[TEXT]
┄┄┄┄┄┄┄┄┄┄
CIRCLEVILLE — The 100th birthday celebration for Olamae “Fritz” Cox began Saturday, May 29 at her home in Knollwood Village. Family members from Virginia, Arizona, Texas, Colorado, as well as Ohio, assembled for festivities planned for the next day.

Beginning with a reception in her home from 1 to 3 pm, many friends and neighbors came by for some champagne and cake and lots of memories from over the years. Later that evening, the family took her by limousine (two of them) to a private dinner at Lindey’s Restaurant in Columbus.

Mrs. Cox began her life in Syracuse, New York on May 24, 1921. Her family moved to Utica, New York shortly thereafter and she graduated High School from the Utica Free Academy. After high school, she attended and graduated from Syracuse University in 1942, majoring in English and library sciences. From there, she moved to Colton, New York and taught high school for two years.

World War II had begun when she married the love of her life, Second Lieutenant William A. Cox, B-17 pilot, who departed for combat in Europe. She returned to her childhood home in Utica to await his return.
┄┄┄┄┄┄┄┄┄┄
[GIVEN RECORDS]
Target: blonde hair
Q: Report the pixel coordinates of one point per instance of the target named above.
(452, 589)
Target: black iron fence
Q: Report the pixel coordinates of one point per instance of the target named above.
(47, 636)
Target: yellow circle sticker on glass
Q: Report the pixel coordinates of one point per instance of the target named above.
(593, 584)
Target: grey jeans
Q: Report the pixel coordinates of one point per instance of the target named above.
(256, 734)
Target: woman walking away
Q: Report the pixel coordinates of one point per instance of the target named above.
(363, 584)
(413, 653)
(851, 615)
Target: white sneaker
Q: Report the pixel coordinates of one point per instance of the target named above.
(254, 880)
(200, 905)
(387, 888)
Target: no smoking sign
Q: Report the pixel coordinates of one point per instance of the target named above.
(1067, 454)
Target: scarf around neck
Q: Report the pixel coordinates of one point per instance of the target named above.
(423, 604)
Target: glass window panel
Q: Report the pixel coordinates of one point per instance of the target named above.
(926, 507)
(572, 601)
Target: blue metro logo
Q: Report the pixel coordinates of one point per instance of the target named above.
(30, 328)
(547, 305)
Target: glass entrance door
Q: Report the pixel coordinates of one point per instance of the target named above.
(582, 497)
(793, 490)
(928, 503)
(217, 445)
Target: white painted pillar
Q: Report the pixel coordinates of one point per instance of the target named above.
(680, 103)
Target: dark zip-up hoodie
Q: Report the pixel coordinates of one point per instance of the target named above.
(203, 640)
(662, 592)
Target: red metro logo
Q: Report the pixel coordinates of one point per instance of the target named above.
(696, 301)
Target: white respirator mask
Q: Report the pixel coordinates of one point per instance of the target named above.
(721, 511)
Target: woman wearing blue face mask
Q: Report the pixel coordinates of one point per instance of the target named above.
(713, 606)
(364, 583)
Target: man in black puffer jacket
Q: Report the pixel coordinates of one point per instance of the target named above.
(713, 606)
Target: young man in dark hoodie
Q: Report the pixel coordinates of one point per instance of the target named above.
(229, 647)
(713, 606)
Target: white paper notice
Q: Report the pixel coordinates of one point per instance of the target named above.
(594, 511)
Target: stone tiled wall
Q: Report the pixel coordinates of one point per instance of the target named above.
┄┄┄┄┄┄┄┄┄┄
[SET EXERCISE A]
Name every state the birthday article says family members came from.
[SET EXERCISE B]
Set down a passage of the birthday article word for word, beginning at "World War II" and stopping after "await his return.".
[SET EXERCISE C]
According to the birthday article, where did the family take Mrs. Cox for the private dinner?

[FULL ANSWER A]
Virginia, Arizona, Texas, Colorado, Ohio

[FULL ANSWER B]
World War II had begun when she married the love of her life, Second Lieutenant William A. Cox, B-17 pilot, who departed for combat in Europe. She returned to her childhood home in Utica to await his return.

[FULL ANSWER C]
Lindey's Restaurant in Columbus